WRITTEN INSTRUCTION: Identify every line in the listing below that contains the string "head", and copy each such line in full. The match is case-sensitive.

--- --- ---

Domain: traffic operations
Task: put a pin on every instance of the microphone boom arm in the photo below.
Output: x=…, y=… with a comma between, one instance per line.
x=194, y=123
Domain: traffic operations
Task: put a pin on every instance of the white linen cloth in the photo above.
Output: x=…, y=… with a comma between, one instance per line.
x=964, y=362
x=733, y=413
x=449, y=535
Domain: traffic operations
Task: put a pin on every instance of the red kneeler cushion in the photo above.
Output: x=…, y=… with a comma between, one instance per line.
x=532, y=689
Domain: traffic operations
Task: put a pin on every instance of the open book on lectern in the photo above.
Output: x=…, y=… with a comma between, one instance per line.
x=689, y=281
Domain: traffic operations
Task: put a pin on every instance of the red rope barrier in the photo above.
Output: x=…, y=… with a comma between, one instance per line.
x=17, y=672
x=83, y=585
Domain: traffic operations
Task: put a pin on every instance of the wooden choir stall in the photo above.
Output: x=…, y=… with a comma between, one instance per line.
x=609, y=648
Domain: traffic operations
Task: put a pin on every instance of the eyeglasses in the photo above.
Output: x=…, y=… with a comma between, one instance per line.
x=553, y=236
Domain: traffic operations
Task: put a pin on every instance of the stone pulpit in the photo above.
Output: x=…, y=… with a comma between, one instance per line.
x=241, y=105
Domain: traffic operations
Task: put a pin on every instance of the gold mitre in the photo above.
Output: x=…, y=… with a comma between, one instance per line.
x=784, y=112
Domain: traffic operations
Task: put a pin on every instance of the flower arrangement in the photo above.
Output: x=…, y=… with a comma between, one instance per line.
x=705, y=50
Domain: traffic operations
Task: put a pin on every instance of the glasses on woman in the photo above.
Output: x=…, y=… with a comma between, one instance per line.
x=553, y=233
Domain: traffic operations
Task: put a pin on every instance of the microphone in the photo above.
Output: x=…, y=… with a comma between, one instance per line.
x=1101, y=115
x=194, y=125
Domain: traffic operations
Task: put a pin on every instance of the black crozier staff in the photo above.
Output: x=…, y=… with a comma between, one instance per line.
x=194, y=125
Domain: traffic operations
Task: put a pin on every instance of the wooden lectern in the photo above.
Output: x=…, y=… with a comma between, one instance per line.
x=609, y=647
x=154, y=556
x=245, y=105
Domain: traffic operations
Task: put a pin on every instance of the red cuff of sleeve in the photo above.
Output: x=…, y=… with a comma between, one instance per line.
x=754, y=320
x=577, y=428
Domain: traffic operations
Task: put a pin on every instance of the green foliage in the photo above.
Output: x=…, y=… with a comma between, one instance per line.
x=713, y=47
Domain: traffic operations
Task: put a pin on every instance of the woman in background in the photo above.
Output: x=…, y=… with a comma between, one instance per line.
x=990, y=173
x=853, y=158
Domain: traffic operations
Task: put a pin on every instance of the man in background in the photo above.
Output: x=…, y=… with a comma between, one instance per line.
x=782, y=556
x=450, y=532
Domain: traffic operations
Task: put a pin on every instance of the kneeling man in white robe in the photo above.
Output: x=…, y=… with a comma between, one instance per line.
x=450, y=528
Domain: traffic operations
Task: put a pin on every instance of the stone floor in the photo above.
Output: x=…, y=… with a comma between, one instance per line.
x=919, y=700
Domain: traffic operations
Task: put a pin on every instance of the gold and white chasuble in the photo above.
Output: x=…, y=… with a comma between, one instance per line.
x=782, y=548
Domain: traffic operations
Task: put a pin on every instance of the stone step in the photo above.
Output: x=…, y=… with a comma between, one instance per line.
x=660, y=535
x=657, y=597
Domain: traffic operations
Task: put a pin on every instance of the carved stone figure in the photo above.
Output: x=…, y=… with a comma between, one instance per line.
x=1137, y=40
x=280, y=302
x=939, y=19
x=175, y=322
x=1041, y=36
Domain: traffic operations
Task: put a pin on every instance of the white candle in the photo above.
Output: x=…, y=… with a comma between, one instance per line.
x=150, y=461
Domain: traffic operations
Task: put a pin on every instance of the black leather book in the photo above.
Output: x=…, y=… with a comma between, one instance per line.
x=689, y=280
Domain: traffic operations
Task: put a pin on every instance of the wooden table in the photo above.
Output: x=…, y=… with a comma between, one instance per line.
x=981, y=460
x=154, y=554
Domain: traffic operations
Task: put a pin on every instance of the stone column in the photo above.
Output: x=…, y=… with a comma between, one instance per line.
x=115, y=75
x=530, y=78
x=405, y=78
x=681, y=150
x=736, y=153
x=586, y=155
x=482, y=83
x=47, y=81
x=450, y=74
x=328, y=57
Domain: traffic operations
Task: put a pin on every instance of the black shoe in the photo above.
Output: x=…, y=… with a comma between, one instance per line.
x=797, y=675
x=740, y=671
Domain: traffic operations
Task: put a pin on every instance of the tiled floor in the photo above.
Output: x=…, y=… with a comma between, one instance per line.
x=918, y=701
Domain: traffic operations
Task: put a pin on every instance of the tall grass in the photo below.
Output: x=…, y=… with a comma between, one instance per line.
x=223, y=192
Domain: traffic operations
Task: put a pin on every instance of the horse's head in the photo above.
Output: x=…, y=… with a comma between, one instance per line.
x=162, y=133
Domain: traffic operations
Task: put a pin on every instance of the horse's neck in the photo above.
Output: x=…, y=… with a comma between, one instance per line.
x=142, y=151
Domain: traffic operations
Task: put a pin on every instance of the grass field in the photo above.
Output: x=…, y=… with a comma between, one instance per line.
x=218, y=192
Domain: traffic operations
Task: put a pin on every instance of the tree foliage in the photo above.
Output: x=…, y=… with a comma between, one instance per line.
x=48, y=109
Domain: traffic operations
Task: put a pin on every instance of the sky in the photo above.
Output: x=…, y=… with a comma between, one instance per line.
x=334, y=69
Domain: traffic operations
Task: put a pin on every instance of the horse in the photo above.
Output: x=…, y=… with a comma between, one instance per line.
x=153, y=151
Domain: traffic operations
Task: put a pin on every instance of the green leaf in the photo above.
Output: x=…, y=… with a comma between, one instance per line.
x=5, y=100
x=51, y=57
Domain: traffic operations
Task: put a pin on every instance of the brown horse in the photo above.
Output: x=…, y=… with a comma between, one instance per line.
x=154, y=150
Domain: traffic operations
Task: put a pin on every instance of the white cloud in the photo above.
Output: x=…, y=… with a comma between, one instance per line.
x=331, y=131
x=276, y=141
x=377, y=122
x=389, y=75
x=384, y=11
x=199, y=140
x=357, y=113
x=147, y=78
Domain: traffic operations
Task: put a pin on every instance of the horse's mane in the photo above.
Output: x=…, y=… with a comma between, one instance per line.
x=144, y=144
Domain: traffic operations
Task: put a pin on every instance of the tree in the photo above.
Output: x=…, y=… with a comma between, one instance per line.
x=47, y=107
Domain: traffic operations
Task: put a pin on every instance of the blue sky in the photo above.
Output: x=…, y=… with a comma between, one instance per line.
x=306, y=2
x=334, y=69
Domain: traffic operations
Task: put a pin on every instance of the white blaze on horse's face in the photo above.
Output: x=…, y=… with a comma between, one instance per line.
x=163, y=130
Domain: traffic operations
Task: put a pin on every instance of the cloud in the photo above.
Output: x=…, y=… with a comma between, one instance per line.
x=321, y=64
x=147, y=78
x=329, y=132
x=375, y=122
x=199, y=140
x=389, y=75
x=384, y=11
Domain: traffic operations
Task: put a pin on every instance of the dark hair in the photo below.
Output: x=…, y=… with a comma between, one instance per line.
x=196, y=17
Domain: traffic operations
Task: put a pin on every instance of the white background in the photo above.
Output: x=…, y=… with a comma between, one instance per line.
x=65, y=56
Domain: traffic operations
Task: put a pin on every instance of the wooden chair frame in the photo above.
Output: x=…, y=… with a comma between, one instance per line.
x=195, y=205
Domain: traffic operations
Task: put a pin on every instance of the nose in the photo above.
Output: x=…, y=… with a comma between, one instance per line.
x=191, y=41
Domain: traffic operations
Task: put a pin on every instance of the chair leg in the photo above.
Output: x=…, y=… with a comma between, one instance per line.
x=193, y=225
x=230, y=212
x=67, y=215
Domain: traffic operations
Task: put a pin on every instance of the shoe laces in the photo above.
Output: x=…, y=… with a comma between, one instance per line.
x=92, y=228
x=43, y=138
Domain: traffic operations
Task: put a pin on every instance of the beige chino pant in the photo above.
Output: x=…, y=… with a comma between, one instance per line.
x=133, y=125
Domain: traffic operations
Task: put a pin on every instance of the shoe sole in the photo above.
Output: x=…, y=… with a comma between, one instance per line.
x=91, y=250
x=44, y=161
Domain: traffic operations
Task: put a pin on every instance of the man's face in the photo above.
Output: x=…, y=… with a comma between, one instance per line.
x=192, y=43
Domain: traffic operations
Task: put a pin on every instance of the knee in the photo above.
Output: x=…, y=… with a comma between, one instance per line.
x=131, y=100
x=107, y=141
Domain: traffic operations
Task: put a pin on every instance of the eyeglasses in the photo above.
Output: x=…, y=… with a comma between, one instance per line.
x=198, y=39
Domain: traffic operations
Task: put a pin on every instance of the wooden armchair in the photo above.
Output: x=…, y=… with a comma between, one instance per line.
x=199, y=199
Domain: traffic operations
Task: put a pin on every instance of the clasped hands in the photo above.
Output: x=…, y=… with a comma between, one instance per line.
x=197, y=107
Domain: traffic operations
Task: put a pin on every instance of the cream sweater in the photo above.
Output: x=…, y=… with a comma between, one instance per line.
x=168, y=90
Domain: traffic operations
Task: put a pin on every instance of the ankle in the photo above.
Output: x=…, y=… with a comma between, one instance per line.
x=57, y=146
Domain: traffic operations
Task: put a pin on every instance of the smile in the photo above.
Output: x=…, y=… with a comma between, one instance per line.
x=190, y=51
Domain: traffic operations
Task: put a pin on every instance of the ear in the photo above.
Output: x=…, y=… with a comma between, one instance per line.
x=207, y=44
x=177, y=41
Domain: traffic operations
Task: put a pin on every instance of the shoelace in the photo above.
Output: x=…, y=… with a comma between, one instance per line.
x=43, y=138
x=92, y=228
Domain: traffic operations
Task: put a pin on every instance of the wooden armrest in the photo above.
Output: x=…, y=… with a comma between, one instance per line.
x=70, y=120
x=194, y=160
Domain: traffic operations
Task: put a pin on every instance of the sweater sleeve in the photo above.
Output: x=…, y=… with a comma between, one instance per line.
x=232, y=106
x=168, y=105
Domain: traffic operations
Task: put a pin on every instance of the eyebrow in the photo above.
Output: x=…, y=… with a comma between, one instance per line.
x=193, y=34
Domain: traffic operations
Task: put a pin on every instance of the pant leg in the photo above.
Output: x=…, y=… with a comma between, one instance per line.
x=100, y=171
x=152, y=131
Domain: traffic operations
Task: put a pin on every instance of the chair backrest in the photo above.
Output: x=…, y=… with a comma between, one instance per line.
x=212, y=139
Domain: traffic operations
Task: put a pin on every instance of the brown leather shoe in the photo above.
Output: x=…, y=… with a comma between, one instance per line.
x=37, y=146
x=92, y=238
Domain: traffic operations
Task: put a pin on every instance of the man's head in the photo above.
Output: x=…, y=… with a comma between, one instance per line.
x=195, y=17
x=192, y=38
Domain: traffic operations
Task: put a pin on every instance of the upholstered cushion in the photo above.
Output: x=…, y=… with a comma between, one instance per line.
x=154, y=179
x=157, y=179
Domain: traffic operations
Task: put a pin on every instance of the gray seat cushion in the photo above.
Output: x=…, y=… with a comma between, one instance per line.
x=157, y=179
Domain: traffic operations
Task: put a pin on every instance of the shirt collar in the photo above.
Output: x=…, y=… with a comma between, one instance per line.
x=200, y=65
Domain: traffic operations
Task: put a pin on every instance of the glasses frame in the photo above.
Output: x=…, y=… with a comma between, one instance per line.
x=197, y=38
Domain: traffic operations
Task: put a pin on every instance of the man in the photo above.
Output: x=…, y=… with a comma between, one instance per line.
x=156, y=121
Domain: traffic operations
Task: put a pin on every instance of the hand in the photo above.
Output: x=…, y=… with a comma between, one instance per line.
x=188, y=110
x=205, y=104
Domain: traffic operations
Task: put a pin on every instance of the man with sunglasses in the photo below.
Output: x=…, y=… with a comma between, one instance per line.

--- --- ---

RESULT FOR THIS TASK:
Task: put a pin on every instance of the horse's head in the photo above.
Task: put a pin on every instance of the man's head in the photo above.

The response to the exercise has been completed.